(Data records)
------------

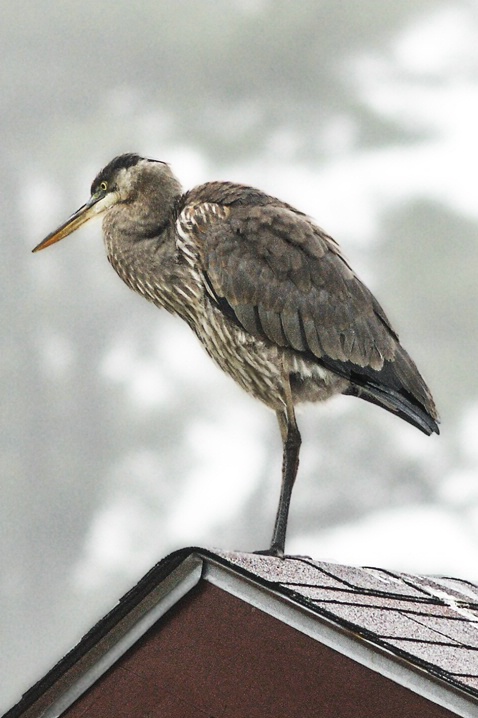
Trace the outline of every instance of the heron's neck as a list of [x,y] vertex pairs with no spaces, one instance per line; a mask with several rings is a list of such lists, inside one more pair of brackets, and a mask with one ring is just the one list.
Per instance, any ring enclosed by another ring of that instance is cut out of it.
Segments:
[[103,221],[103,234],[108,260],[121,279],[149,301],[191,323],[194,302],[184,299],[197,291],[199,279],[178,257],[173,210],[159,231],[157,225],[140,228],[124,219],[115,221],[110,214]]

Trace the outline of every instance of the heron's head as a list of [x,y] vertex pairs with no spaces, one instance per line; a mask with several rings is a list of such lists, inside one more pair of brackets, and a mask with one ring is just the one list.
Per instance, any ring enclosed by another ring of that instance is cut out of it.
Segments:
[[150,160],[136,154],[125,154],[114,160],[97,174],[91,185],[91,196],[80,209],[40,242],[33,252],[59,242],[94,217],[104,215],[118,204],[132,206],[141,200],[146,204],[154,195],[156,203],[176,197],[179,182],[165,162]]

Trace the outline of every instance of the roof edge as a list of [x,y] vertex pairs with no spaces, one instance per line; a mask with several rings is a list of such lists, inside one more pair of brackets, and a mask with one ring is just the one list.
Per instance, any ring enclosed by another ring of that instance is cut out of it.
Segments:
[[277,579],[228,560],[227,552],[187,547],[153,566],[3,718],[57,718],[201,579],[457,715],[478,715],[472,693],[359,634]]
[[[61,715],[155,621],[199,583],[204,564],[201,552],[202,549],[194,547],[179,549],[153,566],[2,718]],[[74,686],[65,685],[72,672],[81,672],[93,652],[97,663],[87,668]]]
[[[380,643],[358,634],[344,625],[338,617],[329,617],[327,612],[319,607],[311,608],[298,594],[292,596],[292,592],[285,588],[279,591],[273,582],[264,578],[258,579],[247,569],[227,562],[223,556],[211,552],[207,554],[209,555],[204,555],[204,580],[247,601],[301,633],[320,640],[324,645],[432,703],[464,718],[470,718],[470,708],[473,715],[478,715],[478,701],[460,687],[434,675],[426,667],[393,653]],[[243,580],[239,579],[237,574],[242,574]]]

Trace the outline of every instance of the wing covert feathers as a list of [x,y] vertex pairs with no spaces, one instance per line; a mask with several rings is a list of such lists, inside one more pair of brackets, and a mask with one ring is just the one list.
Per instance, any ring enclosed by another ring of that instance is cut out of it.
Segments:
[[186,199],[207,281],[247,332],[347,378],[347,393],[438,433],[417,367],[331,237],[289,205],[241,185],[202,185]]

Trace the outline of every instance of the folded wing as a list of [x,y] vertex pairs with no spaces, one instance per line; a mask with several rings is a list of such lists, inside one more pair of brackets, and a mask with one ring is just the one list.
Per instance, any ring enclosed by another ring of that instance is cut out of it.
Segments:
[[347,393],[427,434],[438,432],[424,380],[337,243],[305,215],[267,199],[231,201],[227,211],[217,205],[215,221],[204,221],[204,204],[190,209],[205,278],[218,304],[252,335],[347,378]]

------------

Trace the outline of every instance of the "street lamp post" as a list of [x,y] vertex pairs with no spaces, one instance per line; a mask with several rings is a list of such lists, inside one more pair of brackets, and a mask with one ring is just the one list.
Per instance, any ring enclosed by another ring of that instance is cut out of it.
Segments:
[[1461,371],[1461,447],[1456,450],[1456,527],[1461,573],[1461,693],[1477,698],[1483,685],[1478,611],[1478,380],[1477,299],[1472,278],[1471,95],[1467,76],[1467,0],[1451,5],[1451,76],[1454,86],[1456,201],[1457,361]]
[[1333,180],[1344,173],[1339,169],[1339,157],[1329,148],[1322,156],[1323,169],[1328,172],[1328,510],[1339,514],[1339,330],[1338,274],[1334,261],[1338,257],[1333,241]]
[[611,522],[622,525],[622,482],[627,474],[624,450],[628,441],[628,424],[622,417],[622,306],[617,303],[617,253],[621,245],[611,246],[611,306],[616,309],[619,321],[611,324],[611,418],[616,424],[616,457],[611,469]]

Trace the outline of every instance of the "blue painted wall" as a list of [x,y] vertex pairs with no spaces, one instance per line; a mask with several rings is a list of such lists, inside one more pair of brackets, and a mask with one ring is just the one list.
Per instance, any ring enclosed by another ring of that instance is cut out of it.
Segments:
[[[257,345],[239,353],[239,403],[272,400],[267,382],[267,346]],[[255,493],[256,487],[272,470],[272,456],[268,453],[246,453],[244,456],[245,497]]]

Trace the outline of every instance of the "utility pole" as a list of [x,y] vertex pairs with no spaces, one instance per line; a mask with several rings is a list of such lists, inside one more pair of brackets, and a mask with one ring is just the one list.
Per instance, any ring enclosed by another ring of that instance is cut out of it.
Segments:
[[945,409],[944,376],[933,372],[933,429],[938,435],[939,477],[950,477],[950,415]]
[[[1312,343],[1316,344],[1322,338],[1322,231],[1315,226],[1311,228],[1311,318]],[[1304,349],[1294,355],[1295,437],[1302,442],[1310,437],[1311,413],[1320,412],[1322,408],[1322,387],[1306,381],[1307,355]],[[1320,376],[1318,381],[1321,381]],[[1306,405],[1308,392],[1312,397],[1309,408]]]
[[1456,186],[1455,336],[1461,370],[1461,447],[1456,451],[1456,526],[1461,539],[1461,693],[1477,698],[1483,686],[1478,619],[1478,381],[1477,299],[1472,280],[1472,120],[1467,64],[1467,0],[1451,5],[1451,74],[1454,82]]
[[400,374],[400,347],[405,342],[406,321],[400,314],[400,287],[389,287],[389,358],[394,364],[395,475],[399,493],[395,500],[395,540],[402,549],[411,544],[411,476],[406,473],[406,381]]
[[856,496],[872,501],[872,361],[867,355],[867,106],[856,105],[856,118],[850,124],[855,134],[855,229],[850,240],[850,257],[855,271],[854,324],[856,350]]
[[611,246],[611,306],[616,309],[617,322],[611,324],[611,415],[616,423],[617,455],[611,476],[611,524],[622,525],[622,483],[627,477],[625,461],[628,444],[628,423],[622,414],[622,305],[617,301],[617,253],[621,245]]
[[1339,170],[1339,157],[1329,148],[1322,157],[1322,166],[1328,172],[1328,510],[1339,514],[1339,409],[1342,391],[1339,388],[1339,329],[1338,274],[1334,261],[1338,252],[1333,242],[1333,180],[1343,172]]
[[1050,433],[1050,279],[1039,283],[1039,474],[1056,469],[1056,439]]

------------

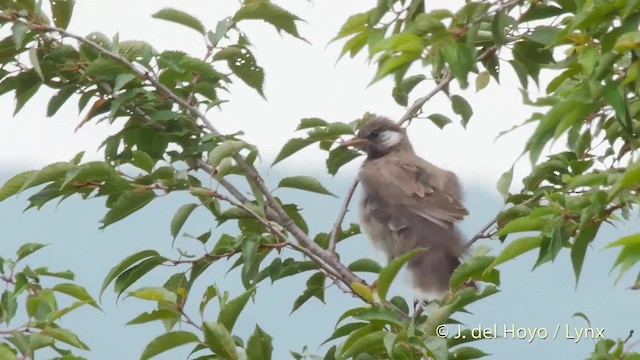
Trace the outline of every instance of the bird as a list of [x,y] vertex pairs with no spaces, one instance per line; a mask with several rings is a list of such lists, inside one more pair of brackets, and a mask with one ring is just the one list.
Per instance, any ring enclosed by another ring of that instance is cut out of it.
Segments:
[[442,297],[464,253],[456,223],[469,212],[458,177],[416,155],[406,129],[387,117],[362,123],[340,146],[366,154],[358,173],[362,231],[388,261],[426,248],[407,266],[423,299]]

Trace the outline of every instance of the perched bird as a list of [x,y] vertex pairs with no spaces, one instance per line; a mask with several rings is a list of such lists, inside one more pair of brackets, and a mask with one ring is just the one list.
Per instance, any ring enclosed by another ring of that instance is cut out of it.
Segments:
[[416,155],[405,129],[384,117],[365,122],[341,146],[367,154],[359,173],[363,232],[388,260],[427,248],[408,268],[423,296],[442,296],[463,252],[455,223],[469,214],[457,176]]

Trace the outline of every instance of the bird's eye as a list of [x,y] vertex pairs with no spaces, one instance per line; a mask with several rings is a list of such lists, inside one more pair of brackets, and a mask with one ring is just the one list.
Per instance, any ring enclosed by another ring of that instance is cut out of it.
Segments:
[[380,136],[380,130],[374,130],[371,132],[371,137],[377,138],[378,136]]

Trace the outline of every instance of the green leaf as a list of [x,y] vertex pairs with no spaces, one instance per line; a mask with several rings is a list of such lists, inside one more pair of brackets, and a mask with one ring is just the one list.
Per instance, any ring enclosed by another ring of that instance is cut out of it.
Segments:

------------

Task requirements: In the records above, how many lines hold the string "bird"? Respond with that number only.

Your response: 3